- LISTED RECORDS
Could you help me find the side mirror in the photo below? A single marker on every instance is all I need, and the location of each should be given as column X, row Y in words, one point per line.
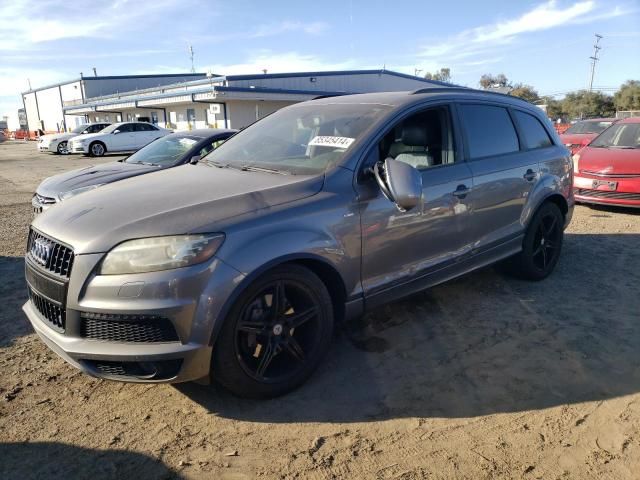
column 400, row 182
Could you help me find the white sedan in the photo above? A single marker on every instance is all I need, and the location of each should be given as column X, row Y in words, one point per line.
column 57, row 142
column 119, row 137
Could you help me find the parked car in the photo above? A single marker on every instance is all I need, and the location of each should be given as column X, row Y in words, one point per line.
column 165, row 152
column 581, row 133
column 237, row 268
column 57, row 142
column 119, row 137
column 607, row 171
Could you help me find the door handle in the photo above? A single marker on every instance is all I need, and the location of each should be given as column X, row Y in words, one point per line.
column 461, row 191
column 530, row 175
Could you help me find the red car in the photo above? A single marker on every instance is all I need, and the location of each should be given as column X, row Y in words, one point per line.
column 607, row 171
column 580, row 134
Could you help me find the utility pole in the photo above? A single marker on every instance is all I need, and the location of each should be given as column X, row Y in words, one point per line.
column 193, row 69
column 594, row 59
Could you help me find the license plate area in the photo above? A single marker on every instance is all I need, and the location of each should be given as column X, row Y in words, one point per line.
column 606, row 185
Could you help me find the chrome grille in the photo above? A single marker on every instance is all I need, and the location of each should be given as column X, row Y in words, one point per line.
column 49, row 254
column 52, row 312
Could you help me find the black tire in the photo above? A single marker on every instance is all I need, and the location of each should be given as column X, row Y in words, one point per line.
column 97, row 149
column 541, row 246
column 62, row 148
column 253, row 356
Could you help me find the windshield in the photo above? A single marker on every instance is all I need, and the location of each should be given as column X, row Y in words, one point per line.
column 165, row 151
column 111, row 128
column 79, row 129
column 303, row 139
column 625, row 135
column 589, row 127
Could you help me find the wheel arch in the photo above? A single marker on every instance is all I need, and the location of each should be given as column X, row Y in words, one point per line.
column 328, row 274
column 104, row 145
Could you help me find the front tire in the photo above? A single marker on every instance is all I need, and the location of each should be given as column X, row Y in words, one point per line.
column 97, row 149
column 541, row 246
column 275, row 335
column 62, row 148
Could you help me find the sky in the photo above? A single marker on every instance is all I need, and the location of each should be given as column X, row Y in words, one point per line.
column 546, row 44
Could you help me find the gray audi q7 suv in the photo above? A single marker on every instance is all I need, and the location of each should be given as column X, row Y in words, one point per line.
column 239, row 267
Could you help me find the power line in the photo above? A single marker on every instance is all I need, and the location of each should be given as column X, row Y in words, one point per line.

- ACTIVITY
Give each record above back word for word, but carry over none of the pictures.

- ANSWER TO THE PROBLEM
Could you help me find the side mirror in the photo below? A single marker on every instance is all I need, and the location of each should be given as column X, row Y in words, one point per line.
column 400, row 182
Could you help me find the white sedan in the photo above? A single marker on every instance is all I need, and the location of each should be given as column X, row Y in words, one point per line.
column 57, row 142
column 119, row 137
Could you help me find the parked car in the photo above? A single marker on every instance is all I need, and the location of each should be given as column X, row Y in words, one point per line.
column 165, row 152
column 581, row 133
column 237, row 268
column 57, row 142
column 119, row 137
column 607, row 171
Could you help me find the door handle in the photo above? A single marker on every instance is all I need, and the location of each should be given as column X, row Y in words, one point per line.
column 461, row 191
column 530, row 175
Could you help me find the red car in the photo above? A single marker on every instance is all I need, and the location of each should be given as column X, row Y in words, one point per line.
column 607, row 171
column 580, row 134
Could you help me find the utility pole in the photo above? A single marker on every instance is all I need, and the location of each should be given as column X, row Y in words, one point per line.
column 193, row 69
column 594, row 59
Could you help me find the license plate area in the photo above? A single marker on every instance is all I need, and the location of each should be given as column X, row Y in words, one point per line.
column 606, row 185
Could you help me find the chrome grille in the photo above? A single marker on every instance is all I need, and the location of each should be given as column X, row Y in words, one point per line.
column 49, row 254
column 52, row 312
Could you help me find the black tire in the photo above? A single marker on every instance is all I need, and the location of each should be given as column X, row Y in words, one point per line.
column 97, row 149
column 541, row 246
column 62, row 148
column 253, row 356
Could you help me find the windshield in the photo above? A single marker on every instance is all I need, and the location of each should be given as column X, row Y in words, one point per line.
column 165, row 151
column 111, row 128
column 79, row 129
column 303, row 139
column 625, row 135
column 589, row 127
Could you help me find the wheel arch in the photo above? A single marker on every instance is all I need, and the location of each should be given as column X, row Y in words, one point per line.
column 328, row 274
column 104, row 145
Could you help me find the front tire in the photo above? A single marker on every instance is all I need, and the location of each should be given as column X, row Y in words, one point per line.
column 97, row 149
column 541, row 246
column 275, row 335
column 62, row 148
Could you help me find the sky in the photo above? A single marker on every instance is all I need, and the location of each should be given as column X, row Y in words, one point per line.
column 546, row 44
Could you help me find the gray audi q7 suv in the photo above? A single marker on every instance is all I need, and the location of each should be given as column X, row Y in words, one point per line.
column 239, row 267
Could you help me find the power line in the photo above? A single marker on every instance is all I need, and the location of each should be given as column X, row Y in words, one point per line.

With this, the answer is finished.